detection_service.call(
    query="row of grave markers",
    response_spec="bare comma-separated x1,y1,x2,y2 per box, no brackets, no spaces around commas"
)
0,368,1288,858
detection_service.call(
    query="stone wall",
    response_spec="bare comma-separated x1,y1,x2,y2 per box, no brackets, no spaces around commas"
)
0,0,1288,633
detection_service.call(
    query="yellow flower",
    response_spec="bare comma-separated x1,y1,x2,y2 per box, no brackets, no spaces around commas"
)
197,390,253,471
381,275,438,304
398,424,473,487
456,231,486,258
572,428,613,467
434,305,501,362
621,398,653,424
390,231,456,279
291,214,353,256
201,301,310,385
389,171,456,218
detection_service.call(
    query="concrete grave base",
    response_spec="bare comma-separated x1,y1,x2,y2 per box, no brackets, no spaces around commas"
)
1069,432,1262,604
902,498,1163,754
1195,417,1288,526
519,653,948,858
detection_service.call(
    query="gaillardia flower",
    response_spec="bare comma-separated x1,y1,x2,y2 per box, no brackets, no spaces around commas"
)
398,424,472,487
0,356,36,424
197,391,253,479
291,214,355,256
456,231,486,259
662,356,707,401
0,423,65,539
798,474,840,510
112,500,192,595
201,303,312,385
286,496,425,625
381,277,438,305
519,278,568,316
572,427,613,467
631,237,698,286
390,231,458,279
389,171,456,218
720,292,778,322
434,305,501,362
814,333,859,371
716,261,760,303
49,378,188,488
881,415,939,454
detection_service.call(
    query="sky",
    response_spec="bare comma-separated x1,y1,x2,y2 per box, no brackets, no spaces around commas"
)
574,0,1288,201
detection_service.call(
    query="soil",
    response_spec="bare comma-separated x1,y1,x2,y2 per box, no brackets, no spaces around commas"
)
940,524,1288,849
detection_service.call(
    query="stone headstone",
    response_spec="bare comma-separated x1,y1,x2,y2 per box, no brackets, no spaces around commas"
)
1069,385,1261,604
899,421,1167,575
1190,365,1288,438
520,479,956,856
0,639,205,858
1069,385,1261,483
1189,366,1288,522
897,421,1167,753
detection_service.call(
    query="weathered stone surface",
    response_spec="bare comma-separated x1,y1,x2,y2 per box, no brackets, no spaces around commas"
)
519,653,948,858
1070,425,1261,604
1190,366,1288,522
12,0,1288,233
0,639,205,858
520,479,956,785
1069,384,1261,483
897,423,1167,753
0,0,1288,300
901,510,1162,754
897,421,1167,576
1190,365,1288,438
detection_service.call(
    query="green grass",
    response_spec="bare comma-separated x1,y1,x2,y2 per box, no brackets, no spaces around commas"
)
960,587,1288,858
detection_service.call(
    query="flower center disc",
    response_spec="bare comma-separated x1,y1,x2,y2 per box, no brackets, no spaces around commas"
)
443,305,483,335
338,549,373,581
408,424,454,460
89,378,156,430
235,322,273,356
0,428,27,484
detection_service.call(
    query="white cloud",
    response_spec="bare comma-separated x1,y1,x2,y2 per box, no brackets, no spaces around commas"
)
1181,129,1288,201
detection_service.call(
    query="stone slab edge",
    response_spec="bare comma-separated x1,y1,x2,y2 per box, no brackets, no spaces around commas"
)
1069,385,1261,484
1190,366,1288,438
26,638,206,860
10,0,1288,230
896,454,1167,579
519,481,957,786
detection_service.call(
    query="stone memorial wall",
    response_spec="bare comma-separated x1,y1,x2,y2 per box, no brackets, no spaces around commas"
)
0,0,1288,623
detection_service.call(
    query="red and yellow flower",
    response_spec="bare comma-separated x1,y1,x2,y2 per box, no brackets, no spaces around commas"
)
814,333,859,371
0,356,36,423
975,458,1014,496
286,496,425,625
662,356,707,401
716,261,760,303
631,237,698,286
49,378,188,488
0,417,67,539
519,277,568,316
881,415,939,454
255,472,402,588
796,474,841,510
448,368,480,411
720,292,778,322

= = = = =

> **Task directions**: Please rewrite all of the material above with every "detection_service" replaced by "vision_service", leaving everything else unchanged.

> **Exercise solution**:
vision_service.call(
    query="row of grave markers",
    response_spec="bare comma-separated x1,y1,x2,y2 per box, no brackets, no spaces around commas"
)
0,368,1288,858
vision_service.call(
    query="stone wall",
    response_spec="bare comma-separated x1,y1,x2,y2 per box, no brackets, no spaces around commas"
)
0,0,1288,633
vision_service.call(
    query="yellow flower",
    response_spec="bare comma-separated x1,y1,x2,y2 per box, no brackets, no spaces around commas"
)
197,390,253,471
381,275,438,304
398,424,473,487
456,231,486,258
572,428,613,467
434,305,501,362
621,398,653,424
390,231,456,279
291,214,353,256
201,301,310,385
389,171,456,218
vision_service.call(
    query="concrete grave base",
    response_spec="bare comma-separated x1,y1,x2,y2 per box, no brackets, no spaces around commas"
)
1069,432,1262,604
902,498,1163,754
1195,417,1288,526
519,653,948,858
vision_service.call(
    query="gaillardia flower",
    response_spec="bare comma-separated x1,y1,x2,y2 per box, no brackets, no spaces around commas"
)
398,424,472,487
0,356,36,424
197,391,253,479
291,214,355,256
456,231,486,259
662,356,707,401
0,423,65,539
798,474,840,510
112,500,192,595
201,303,312,385
286,496,425,625
381,277,438,305
519,278,568,316
572,427,613,467
631,237,698,286
390,231,458,279
389,171,456,218
720,292,778,322
434,305,501,362
814,333,859,371
716,261,760,303
49,378,188,488
881,415,939,454
vision_service.call(
    query="sky",
    response_spec="bare comma-separated x1,y1,x2,y2 per box, no brackets, no spaces around commas"
)
574,0,1288,201
vision_service.call(
    query="soil",
    response_spec="bare comma-separated x1,y1,x2,y2 per box, no brackets, no spaces around commas"
)
940,524,1288,849
vision_service.call(
    query="stone headstone",
    response_spec="bare comma-separated x1,y1,x2,y2 per box, no brackets, no spaces around commas"
)
1069,385,1261,604
899,421,1167,575
1190,365,1288,438
520,479,956,856
0,639,205,858
1069,385,1261,483
1189,366,1288,522
897,421,1167,753
vision_service.call(
    query="weathered stone surface",
    response_spec="bare comma-separated x1,y1,x2,y2 per box, no brackets, no spaces around commas"
)
519,653,948,858
1070,425,1261,604
1190,366,1288,522
12,0,1288,233
0,639,205,858
520,479,956,785
1069,384,1261,483
897,423,1167,753
0,0,1288,300
901,510,1162,754
897,421,1167,576
1190,365,1288,438
vision_service.call(
    query="green grass",
    response_spec="bare comma-separated x1,y1,x2,y2 per box, no brackets, no spaces around commas"
)
960,587,1288,858
vision_service.call(
    query="flower center disc",
    response_spec="bare comma-separated x1,y1,x2,y2 per box, no brackets, no spaces around commas"
)
443,305,483,335
338,549,373,581
408,424,454,460
89,378,156,430
235,322,273,356
0,428,27,484
vision_service.call(
    query="white cloud",
    response_spec="bare comma-separated x1,y1,x2,y2 per box, no brackets, no spaces around commas"
)
1181,129,1288,201
vision_service.call(
    query="stone slab edge",
    response_spec="bare comma-separated x1,y1,x2,y2 per box, no brackets, no spaces around commas"
)
1069,385,1261,484
1190,366,1288,438
26,638,206,860
10,0,1288,230
896,454,1167,579
519,481,957,786
vision_service.call(
    query="stone memorial wall",
    response_spec="bare comma-separated x1,y1,x2,y2 per box, no brackets, no spaces around commas"
)
0,0,1288,623
vision_service.call(
    query="red and yellow flower",
    response_spec="bare comma-separated x1,y1,x2,y2 per box, no brackets, no spaces around commas"
)
814,333,859,371
0,356,36,423
975,458,1014,496
286,496,425,625
662,356,707,401
716,261,760,303
631,237,698,286
49,378,188,488
0,417,67,539
519,277,568,316
881,415,939,454
255,472,402,588
796,474,841,510
448,368,480,411
720,292,778,322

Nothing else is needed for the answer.